Task brief:
Look for "pixels" in the records and copy every line that has it.

===== Data provided

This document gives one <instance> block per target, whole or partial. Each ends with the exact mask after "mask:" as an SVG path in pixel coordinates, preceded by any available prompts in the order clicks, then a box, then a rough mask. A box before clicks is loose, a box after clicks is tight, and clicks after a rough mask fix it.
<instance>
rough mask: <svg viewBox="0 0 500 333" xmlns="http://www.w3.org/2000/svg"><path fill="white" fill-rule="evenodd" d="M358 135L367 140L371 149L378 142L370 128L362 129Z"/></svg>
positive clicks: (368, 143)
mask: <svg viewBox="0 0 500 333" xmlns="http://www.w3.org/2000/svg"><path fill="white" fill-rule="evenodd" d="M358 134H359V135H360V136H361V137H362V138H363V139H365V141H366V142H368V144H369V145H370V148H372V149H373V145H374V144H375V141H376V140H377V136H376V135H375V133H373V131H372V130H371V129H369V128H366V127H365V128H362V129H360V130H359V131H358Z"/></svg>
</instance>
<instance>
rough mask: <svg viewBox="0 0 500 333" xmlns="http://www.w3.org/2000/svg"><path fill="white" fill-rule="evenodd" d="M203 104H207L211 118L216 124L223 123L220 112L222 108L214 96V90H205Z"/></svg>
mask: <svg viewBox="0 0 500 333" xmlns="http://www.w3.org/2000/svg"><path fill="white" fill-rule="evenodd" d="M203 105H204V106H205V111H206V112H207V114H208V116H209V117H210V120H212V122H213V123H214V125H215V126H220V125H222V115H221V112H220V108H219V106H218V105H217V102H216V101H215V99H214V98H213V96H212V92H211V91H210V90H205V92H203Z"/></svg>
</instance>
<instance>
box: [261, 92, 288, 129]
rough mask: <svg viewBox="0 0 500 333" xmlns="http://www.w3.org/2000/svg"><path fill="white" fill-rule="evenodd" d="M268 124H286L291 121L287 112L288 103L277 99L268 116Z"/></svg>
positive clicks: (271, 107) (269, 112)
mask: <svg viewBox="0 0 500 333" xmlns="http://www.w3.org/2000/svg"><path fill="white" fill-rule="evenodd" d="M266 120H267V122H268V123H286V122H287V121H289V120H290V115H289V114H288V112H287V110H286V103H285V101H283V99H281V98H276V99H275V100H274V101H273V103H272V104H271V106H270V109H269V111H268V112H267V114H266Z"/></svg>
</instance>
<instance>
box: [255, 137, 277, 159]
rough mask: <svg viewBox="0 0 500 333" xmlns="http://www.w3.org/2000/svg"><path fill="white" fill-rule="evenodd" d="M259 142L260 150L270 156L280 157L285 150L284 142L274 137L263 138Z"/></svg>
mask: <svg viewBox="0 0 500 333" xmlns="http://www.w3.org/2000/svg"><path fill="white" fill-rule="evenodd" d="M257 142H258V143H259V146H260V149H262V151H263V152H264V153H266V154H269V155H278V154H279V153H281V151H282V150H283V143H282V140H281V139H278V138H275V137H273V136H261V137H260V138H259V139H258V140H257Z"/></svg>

==========
===== Data provided

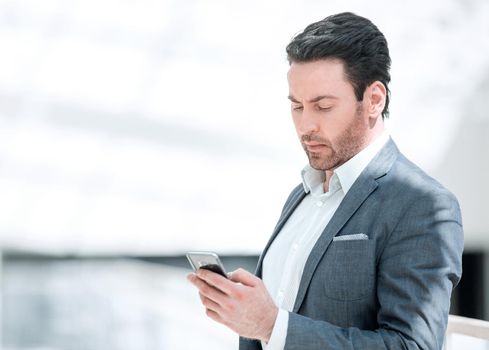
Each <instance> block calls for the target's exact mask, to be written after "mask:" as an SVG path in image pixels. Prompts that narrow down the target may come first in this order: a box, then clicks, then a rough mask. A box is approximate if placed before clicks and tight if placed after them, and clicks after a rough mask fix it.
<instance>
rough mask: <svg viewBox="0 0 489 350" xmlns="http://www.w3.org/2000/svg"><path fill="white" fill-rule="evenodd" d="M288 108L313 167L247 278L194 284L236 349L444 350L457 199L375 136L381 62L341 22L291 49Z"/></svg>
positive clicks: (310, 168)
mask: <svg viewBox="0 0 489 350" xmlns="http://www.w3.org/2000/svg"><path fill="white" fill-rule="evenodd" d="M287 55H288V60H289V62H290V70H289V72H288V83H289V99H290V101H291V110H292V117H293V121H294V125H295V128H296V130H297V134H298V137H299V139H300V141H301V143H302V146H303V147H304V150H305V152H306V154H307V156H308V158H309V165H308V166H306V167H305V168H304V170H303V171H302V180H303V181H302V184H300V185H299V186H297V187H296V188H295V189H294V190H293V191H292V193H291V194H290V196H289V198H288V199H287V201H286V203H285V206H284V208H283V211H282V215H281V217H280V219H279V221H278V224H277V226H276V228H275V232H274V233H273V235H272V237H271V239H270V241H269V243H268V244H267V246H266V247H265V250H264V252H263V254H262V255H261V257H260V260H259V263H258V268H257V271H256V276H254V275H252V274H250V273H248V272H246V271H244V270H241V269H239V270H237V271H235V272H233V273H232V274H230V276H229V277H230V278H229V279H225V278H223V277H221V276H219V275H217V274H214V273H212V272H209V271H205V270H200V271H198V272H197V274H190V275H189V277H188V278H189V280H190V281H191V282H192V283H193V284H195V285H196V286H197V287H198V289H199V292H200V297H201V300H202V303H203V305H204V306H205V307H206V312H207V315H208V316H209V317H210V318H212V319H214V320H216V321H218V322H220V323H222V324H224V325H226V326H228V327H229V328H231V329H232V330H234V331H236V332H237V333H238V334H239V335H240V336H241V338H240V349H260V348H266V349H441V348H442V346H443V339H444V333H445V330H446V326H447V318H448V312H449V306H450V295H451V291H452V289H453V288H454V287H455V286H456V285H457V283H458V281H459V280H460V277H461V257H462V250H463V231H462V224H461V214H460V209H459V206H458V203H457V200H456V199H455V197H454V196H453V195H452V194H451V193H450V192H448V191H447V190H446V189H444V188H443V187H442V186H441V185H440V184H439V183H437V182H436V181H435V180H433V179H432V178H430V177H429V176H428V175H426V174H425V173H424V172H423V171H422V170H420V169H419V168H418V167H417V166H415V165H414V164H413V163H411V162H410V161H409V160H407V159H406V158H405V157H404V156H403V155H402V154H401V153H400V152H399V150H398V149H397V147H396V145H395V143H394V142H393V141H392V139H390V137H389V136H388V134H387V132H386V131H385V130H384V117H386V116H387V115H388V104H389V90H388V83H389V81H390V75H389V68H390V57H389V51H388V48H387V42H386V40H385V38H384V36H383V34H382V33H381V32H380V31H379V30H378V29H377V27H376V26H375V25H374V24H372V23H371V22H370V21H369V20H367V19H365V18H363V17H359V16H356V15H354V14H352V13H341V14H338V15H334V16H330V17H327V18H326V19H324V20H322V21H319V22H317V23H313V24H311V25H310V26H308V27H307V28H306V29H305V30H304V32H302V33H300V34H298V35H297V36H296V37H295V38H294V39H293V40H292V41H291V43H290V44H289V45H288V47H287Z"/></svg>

==========
===== Data provided

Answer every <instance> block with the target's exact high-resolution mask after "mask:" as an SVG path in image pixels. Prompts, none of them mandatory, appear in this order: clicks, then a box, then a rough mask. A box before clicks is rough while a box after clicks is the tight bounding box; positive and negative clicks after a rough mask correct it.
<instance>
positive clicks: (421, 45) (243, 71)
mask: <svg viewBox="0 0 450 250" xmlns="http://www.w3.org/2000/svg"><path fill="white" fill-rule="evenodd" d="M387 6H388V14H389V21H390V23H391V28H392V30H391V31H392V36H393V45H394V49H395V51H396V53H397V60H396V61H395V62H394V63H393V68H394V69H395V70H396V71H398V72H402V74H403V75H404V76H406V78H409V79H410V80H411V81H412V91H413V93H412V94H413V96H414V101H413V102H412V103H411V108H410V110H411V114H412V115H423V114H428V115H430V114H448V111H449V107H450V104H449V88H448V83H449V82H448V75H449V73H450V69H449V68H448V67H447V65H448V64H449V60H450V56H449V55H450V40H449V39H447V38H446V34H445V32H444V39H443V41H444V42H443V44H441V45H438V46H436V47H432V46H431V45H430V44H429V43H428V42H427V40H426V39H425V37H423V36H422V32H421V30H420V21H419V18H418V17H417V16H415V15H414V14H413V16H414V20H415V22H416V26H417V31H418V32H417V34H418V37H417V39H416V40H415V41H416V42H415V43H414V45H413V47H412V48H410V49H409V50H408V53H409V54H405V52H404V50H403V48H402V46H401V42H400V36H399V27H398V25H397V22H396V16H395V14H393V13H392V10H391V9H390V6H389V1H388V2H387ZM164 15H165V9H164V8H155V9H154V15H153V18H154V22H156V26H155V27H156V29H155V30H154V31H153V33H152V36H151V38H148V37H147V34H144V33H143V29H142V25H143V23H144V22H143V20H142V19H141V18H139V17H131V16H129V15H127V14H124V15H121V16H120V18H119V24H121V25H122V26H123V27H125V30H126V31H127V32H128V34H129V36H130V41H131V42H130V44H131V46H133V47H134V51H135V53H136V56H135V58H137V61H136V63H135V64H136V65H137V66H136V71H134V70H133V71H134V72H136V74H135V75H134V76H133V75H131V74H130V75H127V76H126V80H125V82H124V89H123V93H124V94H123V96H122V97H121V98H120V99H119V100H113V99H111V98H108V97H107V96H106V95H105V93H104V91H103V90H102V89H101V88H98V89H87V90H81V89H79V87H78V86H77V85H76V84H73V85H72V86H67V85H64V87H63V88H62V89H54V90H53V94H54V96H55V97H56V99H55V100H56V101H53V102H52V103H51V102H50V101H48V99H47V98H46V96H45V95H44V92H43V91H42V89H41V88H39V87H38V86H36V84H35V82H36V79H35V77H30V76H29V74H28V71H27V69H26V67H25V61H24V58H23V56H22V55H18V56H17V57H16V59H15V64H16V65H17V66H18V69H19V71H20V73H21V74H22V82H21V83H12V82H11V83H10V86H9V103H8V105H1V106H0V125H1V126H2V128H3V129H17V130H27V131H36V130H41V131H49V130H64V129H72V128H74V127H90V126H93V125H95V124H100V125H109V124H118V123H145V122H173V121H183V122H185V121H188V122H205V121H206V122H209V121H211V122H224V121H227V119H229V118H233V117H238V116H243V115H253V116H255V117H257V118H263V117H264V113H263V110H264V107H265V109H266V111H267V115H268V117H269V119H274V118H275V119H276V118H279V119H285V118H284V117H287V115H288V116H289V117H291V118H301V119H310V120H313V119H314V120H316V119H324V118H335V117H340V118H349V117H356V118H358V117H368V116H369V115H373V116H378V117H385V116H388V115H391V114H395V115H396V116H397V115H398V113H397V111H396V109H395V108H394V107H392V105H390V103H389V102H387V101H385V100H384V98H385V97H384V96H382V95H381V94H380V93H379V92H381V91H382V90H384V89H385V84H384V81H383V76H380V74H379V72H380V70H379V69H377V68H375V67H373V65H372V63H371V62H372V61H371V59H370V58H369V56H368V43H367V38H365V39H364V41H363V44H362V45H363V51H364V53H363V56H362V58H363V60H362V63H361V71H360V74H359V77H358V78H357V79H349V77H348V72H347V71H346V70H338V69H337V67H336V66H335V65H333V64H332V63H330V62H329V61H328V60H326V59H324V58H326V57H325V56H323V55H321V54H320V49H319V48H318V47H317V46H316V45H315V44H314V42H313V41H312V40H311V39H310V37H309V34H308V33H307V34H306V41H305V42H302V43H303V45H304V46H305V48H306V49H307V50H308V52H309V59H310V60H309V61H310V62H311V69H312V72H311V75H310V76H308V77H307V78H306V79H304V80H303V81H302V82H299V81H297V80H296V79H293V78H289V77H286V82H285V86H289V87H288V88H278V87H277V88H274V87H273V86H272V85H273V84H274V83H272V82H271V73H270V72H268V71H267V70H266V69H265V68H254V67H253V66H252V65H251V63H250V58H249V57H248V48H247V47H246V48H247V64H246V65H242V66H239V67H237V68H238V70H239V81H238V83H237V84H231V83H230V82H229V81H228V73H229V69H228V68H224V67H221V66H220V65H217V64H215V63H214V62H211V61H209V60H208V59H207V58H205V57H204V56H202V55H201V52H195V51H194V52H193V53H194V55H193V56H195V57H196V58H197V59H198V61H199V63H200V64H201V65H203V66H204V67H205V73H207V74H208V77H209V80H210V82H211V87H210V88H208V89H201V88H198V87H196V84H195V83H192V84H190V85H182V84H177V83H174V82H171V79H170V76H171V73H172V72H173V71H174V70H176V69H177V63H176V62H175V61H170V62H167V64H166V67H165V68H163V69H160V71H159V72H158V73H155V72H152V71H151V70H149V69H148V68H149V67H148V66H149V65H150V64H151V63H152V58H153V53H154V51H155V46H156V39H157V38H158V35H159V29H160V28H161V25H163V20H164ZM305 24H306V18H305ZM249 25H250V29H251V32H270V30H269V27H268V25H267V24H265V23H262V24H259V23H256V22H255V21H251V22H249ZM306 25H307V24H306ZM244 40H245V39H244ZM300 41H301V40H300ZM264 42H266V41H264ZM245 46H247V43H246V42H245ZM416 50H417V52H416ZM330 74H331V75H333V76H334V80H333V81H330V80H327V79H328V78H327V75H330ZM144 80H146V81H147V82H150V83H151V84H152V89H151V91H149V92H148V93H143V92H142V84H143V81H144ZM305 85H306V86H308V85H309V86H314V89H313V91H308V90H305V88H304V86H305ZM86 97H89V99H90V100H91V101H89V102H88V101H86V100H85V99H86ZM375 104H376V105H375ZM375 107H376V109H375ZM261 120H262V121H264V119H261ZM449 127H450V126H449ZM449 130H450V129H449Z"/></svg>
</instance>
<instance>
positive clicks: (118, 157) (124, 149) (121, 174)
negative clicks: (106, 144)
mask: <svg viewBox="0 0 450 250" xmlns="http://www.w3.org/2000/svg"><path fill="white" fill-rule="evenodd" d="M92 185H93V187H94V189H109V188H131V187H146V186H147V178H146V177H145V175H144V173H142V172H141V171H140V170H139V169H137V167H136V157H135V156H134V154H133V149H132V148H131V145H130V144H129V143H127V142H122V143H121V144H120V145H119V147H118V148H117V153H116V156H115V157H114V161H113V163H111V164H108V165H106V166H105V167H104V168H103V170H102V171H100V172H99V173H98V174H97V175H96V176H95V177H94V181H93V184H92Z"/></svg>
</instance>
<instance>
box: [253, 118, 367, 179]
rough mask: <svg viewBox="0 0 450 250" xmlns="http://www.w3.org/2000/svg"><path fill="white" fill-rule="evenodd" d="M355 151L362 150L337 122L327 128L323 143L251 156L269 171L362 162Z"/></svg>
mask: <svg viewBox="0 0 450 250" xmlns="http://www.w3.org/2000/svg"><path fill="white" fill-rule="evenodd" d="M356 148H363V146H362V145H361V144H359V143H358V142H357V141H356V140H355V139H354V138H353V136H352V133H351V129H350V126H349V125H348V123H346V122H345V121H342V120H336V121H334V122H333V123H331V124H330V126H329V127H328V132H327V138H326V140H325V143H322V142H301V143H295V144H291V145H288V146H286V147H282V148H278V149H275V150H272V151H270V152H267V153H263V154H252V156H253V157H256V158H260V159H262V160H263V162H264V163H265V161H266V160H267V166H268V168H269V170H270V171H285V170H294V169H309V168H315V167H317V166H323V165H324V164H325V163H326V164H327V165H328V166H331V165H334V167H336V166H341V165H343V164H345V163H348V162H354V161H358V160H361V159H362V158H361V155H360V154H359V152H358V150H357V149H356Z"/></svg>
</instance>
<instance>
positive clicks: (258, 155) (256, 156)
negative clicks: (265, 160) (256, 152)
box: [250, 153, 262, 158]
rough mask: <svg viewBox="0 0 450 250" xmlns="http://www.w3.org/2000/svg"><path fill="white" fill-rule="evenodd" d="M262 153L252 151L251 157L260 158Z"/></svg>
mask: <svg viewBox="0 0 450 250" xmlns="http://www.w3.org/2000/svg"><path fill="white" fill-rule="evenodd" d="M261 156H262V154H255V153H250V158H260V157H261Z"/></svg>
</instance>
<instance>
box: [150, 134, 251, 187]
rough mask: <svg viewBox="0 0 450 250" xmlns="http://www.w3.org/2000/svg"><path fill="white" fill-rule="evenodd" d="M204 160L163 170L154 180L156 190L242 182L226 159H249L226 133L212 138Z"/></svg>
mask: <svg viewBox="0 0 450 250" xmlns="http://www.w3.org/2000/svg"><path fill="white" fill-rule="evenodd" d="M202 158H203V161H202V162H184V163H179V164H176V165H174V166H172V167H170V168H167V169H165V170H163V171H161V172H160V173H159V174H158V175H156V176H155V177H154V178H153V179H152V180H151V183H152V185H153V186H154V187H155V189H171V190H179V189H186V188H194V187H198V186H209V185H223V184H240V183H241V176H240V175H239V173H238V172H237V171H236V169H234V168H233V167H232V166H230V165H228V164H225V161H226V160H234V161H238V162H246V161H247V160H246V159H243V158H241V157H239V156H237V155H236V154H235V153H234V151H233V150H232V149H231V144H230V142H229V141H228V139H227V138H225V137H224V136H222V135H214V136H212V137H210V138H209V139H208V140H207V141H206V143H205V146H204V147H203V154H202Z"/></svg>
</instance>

==========

Solution below:
Each <instance> block calls for the target's exact mask, to be written after "mask:" as an SVG path in image pixels. Prompts that narrow down the target may come first in this order: a box, then clicks, then a rough mask. A box is approximate if placed before clicks and tight if placed after them, and clicks after a rough mask fix it.
Answer every <instance> block with the target's exact high-resolution mask after "mask:" as an SVG path in image pixels. Prompts, none of them mandatory, appear in this order: clicks, then a box, then a rough mask. A box before clicks is rough while a box after clicks is the tight bounding box; positive and negative clicks after a rough mask correct it.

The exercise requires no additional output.